## ACTION ITEM:
In the text below on the Third Derby–Disraeli ministry, could you write out the part starting with "The Conservative government" and going on through "Act in 1867.", swapping "Benjamin Disraeli" for "Disraeli"?

===== TEXT EXCERPT

People and organisations
- Monarch: Victoria
- Prime Minister: Edward Smith-Stanley, 14th Earl of Derby (1866–1868); Benjamin Disraeli (1868);
- Chancellor of the Exchequer: Benjamin Disraeli (1866–1868)
- Total no. of members: 105 appointments
- Member party: Conservative Party
- Status in legislature: Minority dependent on Adullamite support
- Opposition party: Liberal Party
- Opposition leaders: William Ewart Gladstone in the House of Commons; Lord Russell (1866–1868); Lord Granville (1868) in the House of Lords;

History
- Outgoing election: 1868 general election
- Legislature terms: 19th UK Parliament
- Predecessor: Second Russell ministry
- Successor: First Gladstone ministry

= Third Derby–Disraeli ministry =

Government of the United Kingdom

The Conservative government of the United Kingdom of Great Britain and Ireland that began in 1866 and ended in 1868 was led by Edward Smith-Stanley, 14th Earl of Derby in the House of Lords and Benjamin Disraeli in the House of Commons.

==History==
Lord Derby became prime minister for the third time, after the fall of John Russell, 1st Earl Russell's Liberal government, in 1866. His Chancellor of the Exchequer, Benjamin Disraeli, was instrumental in passing the Second Reform Act in 1867.

==========
===== RECORDS

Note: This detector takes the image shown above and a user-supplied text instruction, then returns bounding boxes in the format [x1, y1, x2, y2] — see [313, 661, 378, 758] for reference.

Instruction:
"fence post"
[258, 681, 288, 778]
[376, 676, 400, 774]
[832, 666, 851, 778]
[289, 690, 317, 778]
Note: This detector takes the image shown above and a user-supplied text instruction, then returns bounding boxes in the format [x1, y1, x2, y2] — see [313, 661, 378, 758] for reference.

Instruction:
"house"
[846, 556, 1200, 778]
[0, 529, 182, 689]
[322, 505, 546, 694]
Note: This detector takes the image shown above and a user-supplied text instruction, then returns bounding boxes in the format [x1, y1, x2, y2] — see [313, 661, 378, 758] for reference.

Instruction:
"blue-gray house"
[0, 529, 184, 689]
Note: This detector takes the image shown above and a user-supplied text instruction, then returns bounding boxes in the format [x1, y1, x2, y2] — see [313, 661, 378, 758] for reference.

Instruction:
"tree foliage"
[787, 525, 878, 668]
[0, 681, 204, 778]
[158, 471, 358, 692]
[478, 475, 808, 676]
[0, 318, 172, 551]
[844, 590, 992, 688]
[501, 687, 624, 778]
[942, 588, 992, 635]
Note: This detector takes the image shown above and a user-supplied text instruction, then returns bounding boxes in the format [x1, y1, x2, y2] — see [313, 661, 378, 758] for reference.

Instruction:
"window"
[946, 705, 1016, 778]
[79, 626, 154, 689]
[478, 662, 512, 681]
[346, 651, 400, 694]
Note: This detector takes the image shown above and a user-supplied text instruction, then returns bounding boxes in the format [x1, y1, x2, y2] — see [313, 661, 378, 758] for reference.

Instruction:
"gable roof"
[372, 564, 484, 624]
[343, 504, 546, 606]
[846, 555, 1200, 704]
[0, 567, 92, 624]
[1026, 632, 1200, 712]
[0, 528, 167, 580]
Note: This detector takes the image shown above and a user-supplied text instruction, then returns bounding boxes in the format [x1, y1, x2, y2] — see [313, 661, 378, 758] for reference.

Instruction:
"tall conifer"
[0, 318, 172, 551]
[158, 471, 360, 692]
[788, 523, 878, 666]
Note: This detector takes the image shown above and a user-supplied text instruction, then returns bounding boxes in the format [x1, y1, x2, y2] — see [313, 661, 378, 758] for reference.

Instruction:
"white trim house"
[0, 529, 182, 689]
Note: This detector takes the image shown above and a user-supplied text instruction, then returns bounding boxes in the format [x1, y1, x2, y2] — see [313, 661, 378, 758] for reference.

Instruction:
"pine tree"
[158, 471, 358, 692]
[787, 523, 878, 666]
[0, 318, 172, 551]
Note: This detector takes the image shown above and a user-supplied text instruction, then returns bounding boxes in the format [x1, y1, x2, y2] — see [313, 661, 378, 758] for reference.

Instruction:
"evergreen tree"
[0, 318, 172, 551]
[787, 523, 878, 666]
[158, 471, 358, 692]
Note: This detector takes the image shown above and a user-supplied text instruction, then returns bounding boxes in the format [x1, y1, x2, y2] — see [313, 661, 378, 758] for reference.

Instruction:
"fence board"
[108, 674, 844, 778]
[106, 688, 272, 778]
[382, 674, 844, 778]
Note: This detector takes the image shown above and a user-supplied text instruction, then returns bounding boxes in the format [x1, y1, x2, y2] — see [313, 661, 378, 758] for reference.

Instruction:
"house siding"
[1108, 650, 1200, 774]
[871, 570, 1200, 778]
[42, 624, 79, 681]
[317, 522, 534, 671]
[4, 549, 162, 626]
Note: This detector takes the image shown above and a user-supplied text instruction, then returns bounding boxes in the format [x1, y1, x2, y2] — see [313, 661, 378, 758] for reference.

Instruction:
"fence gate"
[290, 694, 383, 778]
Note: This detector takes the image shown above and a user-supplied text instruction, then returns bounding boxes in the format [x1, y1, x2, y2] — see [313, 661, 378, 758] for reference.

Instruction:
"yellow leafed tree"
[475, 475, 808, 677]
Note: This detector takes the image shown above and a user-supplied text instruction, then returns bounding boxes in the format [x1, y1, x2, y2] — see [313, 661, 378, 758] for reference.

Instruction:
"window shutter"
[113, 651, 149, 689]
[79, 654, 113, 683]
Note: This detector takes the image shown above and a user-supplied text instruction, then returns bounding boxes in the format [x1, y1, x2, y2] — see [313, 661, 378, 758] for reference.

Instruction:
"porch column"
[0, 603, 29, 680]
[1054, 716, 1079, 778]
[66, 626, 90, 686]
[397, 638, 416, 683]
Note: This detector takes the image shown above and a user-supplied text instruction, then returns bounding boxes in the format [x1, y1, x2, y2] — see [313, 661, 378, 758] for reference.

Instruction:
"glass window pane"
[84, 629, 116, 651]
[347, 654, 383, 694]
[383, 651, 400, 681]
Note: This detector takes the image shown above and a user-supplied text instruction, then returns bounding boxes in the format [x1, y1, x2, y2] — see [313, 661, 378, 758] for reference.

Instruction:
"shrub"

==========

## RESPONSE TO THE EXERCISE:
The Conservative government of the United Kingdom of Great Britain and Ireland that began in 1866 and ended in 1868 was led by Edward Smith-Stanley, 14th Earl of Derby in the House of Lords and Disraeli in the House of Commons.

==History==
Lord Derby became prime minister for the third time, after the fall of John Russell, 1st Earl Russell's Liberal government, in 1866. His Chancellor of the Exchequer, Disraeli, was instrumental in passing the Second Reform Act in 1867.